TEXTO EXTRAÍDO.
Foto: Javier Sierra
Por Hop Hopkins
La semana pasada, mi familia y yo asistimos a una manifestación interconfesional en Los Angeles, en defensa de las vidas negras. Realizamos un ritual grupal en el que hicimos ruido durante nueve minutos para marcar los últimos momentos de la vida de George Floyd. Mi esposa, mi hija mayor y yo tocamos tambores africanos para marcar esos nueve minutos con el ritmo de un corazón latiendo. Da-dum, da-dum, da-dum, una y otra vez.
Mientras tocábamos los tambores, me di cuenta de cuán difícil es realizar cualquier actividad física durante nueve minutos seguidos. La mayoría de nosotros no podemos siquiera sentarnos completamente quietos sobre las posaderas durante nueve minutos; si alguna vez has meditado, entiendes por qué se refieren a sentarse como práctica.
Mientras me costaba mantener mi postura y preservar el ritmo, pensé en el nivel de compromiso que se requiere para subyugar a alguien durante nueve minutos seguidos. Darme cuenta de esto me horrorizó. El policía que ha sido acusado de asesinar a George Floyd tenía que haber estado profundamente comprometido a arrebatarle su vida. El oficial de policía tuvo tantas oportunidades de aliviar la presión, de dejar vivir a George. Aun así, el oficial tomó la decisión de no hacerlo.

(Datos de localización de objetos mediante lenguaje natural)
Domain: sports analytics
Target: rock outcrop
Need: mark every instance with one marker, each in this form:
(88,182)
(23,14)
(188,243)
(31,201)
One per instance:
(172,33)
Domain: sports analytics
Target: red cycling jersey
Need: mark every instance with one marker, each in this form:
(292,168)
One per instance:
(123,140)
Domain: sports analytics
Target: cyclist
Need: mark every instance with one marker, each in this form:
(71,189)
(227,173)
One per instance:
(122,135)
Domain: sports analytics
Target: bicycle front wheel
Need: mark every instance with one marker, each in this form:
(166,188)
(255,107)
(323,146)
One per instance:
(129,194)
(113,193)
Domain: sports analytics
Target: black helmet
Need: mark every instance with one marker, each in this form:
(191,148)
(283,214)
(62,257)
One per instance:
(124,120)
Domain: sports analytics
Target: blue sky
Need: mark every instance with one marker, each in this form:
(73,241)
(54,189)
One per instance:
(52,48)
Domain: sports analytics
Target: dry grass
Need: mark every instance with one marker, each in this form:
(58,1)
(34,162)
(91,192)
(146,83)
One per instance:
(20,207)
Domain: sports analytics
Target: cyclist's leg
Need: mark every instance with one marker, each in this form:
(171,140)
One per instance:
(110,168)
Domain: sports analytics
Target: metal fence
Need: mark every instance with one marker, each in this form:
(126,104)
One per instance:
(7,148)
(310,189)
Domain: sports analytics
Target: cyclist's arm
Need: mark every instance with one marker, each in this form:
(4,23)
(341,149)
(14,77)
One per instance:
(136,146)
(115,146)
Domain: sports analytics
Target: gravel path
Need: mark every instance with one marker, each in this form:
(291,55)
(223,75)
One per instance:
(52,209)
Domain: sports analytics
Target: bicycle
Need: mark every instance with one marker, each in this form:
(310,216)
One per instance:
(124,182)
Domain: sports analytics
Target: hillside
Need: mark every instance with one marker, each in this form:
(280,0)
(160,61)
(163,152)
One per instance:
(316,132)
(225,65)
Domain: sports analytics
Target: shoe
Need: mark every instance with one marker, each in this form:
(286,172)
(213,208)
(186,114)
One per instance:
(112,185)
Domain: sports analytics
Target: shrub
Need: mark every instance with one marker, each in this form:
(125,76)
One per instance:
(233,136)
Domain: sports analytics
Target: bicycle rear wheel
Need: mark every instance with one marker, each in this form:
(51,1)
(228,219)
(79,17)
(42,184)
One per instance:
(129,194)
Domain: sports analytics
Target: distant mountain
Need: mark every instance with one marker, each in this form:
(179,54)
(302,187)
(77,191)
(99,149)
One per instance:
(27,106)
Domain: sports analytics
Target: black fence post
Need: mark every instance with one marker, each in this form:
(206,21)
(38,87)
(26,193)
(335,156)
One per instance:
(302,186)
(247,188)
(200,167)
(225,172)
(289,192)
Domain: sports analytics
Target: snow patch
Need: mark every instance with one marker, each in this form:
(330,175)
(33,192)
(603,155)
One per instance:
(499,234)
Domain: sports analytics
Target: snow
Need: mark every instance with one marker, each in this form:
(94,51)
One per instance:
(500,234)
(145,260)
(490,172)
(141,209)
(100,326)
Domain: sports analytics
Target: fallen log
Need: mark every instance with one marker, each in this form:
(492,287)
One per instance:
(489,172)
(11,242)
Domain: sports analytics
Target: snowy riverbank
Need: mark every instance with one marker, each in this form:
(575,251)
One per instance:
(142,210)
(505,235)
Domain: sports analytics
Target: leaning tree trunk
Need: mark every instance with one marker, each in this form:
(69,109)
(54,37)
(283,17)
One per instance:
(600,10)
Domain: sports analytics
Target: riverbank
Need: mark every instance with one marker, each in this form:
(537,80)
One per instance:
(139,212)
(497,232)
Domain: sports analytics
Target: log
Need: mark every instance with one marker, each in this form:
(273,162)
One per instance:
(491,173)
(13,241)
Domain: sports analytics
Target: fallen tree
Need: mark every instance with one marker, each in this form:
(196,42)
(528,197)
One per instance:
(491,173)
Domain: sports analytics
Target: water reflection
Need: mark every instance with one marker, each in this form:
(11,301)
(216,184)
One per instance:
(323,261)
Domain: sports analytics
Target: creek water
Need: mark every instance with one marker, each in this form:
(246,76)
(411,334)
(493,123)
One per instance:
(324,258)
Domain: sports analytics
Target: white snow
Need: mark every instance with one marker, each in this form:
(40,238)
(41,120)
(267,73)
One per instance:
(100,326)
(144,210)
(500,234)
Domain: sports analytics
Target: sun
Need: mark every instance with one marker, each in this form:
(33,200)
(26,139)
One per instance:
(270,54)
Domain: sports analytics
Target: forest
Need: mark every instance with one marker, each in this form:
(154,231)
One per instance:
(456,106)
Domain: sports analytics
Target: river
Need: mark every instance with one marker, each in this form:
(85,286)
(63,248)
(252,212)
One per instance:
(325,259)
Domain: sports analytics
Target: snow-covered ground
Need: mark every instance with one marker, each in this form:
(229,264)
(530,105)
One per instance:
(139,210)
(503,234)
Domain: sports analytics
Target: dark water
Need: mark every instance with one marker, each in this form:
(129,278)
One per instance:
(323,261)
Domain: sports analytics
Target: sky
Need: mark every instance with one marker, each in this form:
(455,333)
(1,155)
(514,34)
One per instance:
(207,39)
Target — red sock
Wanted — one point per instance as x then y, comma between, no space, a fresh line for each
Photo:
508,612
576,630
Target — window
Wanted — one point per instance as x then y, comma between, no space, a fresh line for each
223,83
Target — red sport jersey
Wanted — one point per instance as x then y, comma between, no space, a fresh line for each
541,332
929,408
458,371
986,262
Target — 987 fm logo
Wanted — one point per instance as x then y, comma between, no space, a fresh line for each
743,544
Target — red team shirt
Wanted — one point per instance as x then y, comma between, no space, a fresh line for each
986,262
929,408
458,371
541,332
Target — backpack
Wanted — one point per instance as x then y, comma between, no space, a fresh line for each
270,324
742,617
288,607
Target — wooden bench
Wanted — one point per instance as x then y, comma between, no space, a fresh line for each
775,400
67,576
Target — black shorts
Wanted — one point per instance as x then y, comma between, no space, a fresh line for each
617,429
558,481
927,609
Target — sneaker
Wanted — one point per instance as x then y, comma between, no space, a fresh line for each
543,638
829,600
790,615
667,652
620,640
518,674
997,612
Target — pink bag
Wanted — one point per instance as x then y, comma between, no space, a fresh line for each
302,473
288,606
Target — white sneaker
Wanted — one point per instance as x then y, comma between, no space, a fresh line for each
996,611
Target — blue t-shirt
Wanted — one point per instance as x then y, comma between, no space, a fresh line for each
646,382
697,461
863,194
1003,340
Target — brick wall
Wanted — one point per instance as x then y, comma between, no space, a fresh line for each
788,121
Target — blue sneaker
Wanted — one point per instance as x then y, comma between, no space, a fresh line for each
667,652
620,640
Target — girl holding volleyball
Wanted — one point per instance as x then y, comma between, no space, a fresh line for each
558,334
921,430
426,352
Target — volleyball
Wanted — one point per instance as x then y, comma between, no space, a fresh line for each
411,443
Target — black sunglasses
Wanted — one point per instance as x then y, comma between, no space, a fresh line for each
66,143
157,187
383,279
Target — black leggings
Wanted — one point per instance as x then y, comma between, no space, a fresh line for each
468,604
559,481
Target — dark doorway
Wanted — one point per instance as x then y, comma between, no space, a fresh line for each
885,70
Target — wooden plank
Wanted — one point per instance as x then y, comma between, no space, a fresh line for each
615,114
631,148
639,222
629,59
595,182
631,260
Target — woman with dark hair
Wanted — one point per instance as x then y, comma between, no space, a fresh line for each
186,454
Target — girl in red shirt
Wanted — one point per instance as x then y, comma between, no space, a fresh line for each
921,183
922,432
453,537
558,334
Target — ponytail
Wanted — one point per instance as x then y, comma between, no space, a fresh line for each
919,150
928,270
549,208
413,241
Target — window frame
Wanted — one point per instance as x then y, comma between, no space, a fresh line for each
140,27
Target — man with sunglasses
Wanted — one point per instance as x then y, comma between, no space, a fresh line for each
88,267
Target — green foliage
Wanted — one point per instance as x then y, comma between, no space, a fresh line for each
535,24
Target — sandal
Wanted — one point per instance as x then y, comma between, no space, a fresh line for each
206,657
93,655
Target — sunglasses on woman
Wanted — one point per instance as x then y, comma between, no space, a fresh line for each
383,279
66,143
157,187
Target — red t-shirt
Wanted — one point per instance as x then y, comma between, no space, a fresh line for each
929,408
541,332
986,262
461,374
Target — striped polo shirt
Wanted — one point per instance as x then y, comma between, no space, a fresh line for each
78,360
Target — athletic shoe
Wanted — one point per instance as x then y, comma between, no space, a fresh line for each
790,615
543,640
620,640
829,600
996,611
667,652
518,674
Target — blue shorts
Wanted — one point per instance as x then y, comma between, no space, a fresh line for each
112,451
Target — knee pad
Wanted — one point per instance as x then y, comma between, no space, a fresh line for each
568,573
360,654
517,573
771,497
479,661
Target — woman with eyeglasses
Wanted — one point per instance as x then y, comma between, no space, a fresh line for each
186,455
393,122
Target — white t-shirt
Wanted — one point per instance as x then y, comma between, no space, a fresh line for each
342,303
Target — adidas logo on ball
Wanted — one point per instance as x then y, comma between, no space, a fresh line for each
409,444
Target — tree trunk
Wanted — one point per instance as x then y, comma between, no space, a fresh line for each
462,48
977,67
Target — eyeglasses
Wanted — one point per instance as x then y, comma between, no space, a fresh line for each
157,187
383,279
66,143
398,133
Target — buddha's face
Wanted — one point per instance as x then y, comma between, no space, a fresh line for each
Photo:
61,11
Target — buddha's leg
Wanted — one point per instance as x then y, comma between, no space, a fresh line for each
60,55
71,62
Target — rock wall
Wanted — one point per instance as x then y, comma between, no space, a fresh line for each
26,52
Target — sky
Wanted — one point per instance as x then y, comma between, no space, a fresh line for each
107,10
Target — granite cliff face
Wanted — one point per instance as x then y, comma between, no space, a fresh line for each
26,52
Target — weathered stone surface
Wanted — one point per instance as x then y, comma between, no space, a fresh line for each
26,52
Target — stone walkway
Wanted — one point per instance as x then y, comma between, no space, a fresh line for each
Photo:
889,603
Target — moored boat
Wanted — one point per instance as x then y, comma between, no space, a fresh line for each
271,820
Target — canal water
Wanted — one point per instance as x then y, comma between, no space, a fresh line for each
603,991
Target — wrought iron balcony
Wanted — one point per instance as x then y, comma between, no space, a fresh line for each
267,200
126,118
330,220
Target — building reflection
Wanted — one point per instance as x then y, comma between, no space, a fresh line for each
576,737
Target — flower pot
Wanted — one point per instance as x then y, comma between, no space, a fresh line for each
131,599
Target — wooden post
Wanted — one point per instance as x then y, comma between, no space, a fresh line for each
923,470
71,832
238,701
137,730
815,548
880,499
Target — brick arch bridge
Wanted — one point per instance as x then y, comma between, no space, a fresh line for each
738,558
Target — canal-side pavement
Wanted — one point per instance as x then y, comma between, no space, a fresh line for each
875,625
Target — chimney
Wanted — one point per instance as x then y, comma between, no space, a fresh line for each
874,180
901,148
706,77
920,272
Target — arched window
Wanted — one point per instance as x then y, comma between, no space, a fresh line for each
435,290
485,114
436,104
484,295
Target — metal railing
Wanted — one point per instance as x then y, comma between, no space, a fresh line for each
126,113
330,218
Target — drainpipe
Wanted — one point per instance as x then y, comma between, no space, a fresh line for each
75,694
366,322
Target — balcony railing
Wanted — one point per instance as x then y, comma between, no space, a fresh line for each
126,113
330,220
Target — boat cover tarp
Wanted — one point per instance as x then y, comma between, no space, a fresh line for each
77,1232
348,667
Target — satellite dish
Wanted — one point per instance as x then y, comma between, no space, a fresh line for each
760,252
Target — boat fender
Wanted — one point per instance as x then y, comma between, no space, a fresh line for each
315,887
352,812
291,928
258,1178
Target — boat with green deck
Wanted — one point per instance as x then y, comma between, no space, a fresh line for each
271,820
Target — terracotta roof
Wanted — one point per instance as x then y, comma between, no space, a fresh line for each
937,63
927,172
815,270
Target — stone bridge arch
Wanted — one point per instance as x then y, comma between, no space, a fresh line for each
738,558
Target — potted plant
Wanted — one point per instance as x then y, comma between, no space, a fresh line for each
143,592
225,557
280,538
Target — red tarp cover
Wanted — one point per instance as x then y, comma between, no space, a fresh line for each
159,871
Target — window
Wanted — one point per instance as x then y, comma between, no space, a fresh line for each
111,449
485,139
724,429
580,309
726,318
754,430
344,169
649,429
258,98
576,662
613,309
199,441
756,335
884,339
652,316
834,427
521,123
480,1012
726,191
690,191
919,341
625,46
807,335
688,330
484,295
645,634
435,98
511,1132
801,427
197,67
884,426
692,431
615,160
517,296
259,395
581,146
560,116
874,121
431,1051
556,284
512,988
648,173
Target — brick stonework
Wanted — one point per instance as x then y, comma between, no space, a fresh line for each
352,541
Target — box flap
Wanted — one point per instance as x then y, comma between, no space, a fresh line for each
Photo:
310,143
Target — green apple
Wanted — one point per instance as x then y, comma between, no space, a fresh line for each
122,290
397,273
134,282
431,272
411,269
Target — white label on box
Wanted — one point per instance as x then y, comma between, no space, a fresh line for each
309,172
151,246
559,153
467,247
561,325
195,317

TAREAS REQUERIDAS.
[a] Escribe el fragmento del texto sobre la manifestación desde "Foto: Javier Sierra" hasta "sentarse como práctica.", ambos incluidos.
[b] Responde, según el texto sobre la manifestación:
(i) ¿En qué ciudad tuvo lugar la manifestación interconfesional?
(ii) ¿Qué instrumentos tocaron quien narra, su esposa y su hija mayor?
(iii) ¿Durante cuántos minutos seguidos hicieron ruido en el ritual grupal?
[c] Prolonga el texto sobre la manifestación a partir de su última oración.

RESPUESTAS EN ORDEN.
[a]
Foto: Javier Sierra
Por Hop Hopkins
La semana pasada, mi familia y yo asistimos a una manifestación interconfesional en Los Angeles, en defensa de las vidas negras. Realizamos un ritual grupal en el que hicimos ruido durante nueve minutos para marcar los últimos momentos de la vida de George Floyd. Mi esposa, mi hija mayor y yo tocamos tambores africanos para marcar esos nueve minutos con el ritmo de un corazón latiendo. Da-dum, da-dum, da-dum, una y otra vez.
Mientras tocábamos los tambores, me di cuenta de cuán difícil es realizar cualquier actividad física durante nueve minutos seguidos. La mayoría de nosotros no podemos siquiera sentarnos completamente quietos sobre las posaderas durante nueve minutos; si alguna vez has meditado, entiendes por qué se refieren a sentarse como práctica.

[b]
(i) En Los Angeles.
(ii) Tambores africanos.
(iii) Durante nueve minutos.

[c]
Pasar nueve minutos seguidos arrebatándole el aliento a otra persona: Eso es lo que el supremacismo blanco le hace a la gente blanca. Eso es lo que el supremacismo blanco nos hace al resto, también. El supremacismo blanco nos roba a cada uno nuestra humanidad. Causa que la gente blanca vea a la gente negra como infrahumanos. Cada uno de esos policías que vio morir a George estuviera convencido de que el hombre contra el suelo era infrahumano, de algún modo desechable.
De otro modo, ¿cómo podrían mantenerlo aprisionado durante los nueve minutos enteros? ¿Cómo podrían convencerse de hacerlo?
Durante las protestas y marchas en las calles de las últimas semanas, muchas personas llevaban carteles en los que se leía "El Racismo Nos Está Matando”. No es una exageración decir que el racismo y el supremacismo blanco nos hace daño a todos, porque además de arrebatarnos nuestra humanidad, el racismo también está matando al planeta que todos compartimos.
Una idea —una deuda de décadas— está creciendo dentro del movimiento ambiental. Es algo así: "Nunca detendremos el cambio climático sin acabar con el supremacismo blanco”. Este argumento ha ingresado en el espacio de la recreación y la conservación gracias al liderazgo de los pueblos negros, indígenas y demás pueblos de color dentro del movimiento de la justicia climática. La idea ha adquirido una fuerza renovada a medida que los miembros del movimiento ambiental nacional hacemos lo que podemos para representar a George Floyd, Breonna Taylor, Tony McDade, y todas las personas negras que siguen viviendo y siendo sometidos a la violencia policial.
Sé que mucha gente tiene problemas con la idea de que abordar las crisis ambientales deba implicar desmantelar el supremacismo blanco. En las reuniones del Sierra Club, algunas personas me oyen decir algo así y piensan, "Maldita sea, ¿luchar contra el cambio climático no era lo suficientemente difícil ya? ¿Ahora tenemos que acabar con el racismo y el supremacismo blanco también? ¿De verdad, viejo?"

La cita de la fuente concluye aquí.